▶ **TASK DIRECTIONS**:
An exact reproduction of each record is required.

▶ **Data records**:

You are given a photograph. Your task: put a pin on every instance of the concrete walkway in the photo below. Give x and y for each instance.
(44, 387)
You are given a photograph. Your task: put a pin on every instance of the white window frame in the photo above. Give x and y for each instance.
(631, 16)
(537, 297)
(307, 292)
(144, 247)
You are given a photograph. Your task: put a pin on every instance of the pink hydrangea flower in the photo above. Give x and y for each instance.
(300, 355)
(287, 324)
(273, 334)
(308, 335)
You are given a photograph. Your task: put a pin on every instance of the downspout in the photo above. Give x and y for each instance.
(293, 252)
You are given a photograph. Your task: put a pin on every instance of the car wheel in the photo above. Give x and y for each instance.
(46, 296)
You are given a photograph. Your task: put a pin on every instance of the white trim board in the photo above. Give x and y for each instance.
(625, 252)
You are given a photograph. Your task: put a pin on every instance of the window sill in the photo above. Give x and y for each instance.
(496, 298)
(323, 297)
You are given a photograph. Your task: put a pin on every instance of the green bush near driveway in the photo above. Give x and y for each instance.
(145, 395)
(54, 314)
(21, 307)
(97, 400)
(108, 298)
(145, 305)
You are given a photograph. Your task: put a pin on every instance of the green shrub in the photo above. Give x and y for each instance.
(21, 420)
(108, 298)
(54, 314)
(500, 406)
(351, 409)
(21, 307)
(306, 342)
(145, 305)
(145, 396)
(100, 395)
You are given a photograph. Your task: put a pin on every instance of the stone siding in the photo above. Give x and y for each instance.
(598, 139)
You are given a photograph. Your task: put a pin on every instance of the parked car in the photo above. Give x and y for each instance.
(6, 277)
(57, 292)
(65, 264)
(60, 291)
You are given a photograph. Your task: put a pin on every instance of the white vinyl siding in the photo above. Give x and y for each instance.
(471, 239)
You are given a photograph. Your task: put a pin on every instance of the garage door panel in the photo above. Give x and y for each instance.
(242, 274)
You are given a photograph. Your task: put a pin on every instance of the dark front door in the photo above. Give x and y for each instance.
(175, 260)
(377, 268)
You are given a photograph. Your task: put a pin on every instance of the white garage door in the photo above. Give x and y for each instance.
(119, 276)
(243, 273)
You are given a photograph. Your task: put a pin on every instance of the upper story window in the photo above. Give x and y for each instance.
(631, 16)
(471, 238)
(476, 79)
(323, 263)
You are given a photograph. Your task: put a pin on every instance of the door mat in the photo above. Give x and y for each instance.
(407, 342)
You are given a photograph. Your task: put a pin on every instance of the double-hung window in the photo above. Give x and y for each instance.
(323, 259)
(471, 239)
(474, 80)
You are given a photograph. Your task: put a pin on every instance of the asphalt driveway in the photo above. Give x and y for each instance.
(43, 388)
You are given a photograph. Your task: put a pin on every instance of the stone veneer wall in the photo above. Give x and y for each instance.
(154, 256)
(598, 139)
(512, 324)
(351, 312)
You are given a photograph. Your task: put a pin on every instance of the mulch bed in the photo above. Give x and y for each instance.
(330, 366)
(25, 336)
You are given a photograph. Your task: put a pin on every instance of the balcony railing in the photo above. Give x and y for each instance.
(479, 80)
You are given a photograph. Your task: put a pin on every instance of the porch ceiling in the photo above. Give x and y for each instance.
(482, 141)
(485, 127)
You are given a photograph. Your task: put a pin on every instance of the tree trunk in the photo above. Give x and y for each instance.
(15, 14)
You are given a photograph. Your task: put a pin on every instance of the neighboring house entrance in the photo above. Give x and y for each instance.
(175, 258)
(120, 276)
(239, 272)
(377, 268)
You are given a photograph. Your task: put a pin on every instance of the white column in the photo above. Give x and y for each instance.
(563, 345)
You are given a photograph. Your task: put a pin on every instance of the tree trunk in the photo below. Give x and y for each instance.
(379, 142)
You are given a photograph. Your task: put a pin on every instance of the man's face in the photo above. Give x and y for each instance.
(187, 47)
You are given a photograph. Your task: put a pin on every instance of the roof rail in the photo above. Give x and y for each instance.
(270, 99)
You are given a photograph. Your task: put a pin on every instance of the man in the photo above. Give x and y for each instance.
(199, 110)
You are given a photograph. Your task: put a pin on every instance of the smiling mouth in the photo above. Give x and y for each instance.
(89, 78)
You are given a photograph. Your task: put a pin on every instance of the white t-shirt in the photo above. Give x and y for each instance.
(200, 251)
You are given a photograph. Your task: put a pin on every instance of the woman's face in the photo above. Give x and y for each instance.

▶ **WRITTEN SOLUTION**:
You are given a photograph. Your task: put a pin on every instance of the concrete walkway in the photo below. Give x and y for each instance.
(44, 387)
You are given a photograph. Your task: put a pin on every instance of the white window frame in the photo above. Give x and y for each instance.
(631, 16)
(537, 297)
(307, 292)
(144, 247)
You are given a photograph. Your task: put a pin on every instance of the pink hydrangea flower in the photo above. Give x and y for each instance.
(300, 355)
(287, 324)
(273, 334)
(308, 335)
You are given a photograph. Your task: put a pin on every instance of the downspout in the photo above. Give x and y for each instance.
(293, 252)
You are given a photograph. Your task: put a pin on every instance of the car wheel in the photo above. Give x and y for each instance.
(46, 296)
You are given a photograph. Your task: put a pin on every instance of the white trim board in the photo above. Give x and y for each instance.
(625, 252)
You are given a photograph. Your task: put a pin on every instance of the window sill in the photo above. Give x and y for each instance.
(496, 298)
(323, 297)
You are given a photograph. Your task: put a pin on every instance of the green bush near driveway in the photo above. Give x and y for each instance.
(145, 395)
(54, 314)
(21, 307)
(97, 400)
(108, 298)
(145, 305)
You are given a photograph. Your task: put a pin on every instance of the green shrub in the photo above. Give x and y for each instance.
(21, 420)
(108, 298)
(54, 314)
(500, 406)
(351, 409)
(21, 307)
(306, 342)
(145, 305)
(145, 396)
(100, 395)
You are given a photograph. Your task: put a pin on every instance of the stone siding in the photo above. Give x and y for each instance.
(598, 139)
You are given a photograph. Your task: put a pin on every instance of the parked car in the photo above. Give x and y for each instance.
(6, 277)
(57, 292)
(65, 264)
(60, 291)
You are given a photograph. Your task: put a pin on every instance of the white vinyl siding in the photo above. Give x and y for each instance.
(471, 239)
You are given a photograph. Your task: put a pin on every instance of the garage door panel in the photo above. Give x and y for each instance.
(242, 274)
You are given a photograph. Your task: put a pin on every instance of the dark front door in the photo above. Give x and y for each instance.
(175, 260)
(377, 268)
You are given a photograph. Your task: put a pin on every instance of the white garage door in the photo above. Give x and y for each instance.
(119, 276)
(243, 273)
You are given a photograph. Your task: put a pin on every instance of the upper story window in the photo above. Give x and y for each instance.
(631, 16)
(471, 238)
(476, 79)
(323, 263)
You are given a photograph. Your task: put a pin on every instance of the door mat in the photo above. Give x and y for each instance.
(407, 342)
You are given a photograph. Your task: put a pin on every instance of the double-hung window in the photo above. Give x and y for each instance.
(323, 259)
(471, 239)
(474, 80)
You are given a photograph. Your task: put a pin on every instance of the asphalt driveway in the photo above. Give x and y for each instance.
(43, 388)
You are given a photograph. Your task: put a pin on every instance of the stone veneer wall in the photo above. Give x and y for each instance.
(154, 256)
(598, 139)
(512, 324)
(351, 312)
You are given a photograph. Your task: put a pin on every instance of the mulch bed in the photo above. Give x and y for each instance.
(330, 366)
(25, 336)
You are given a photograph. Your task: put a pin on every instance of the balcony railing in the photo above. Give x and y for each instance.
(479, 80)
You are given a photograph. Your task: put a pin on every instance of the porch ceiling in the photo above. Give x and y for each instance.
(482, 141)
(485, 127)
You are given a photograph. Your task: put a pin on every instance of the tree trunk in the photo above. Give x and y for each instance.
(15, 14)
You are given a photograph. Your task: put a pin on every instance of the neighboring house entrance in the photo above. Give x and y for each instance.
(175, 258)
(120, 276)
(239, 272)
(377, 268)
You are given a photograph. Your task: put a pin on every instance of the white column in the photo above. Give x and y for each instance.
(563, 345)
You are given a photograph. Your task: put a pin on every instance of the tree trunk in the photo below. Give x and y for each instance.
(379, 142)
You are given a photograph. Your task: put a pin on every instance of the man's face in the photo above. Give x and y for each instance.
(187, 47)
You are given a photograph. Your task: put a pin on every instance of the roof rail in the photo above. Give x and y for each instance.
(270, 99)
You are given a photograph. Your task: put a pin on every instance of the man in the photo above. Give x and y for each instance.
(199, 110)
You are given a photograph. Your task: put a pin on every instance of the smiling mouth in the photo above. Give x and y for each instance.
(89, 78)
You are given a photograph. Your task: put a pin on every instance of the white t-shirt in the photo above. Give x and y for each instance.
(200, 251)
You are given a photograph. Your task: put a pin on every instance of the woman's face in the photo above. Give x and y for each instance.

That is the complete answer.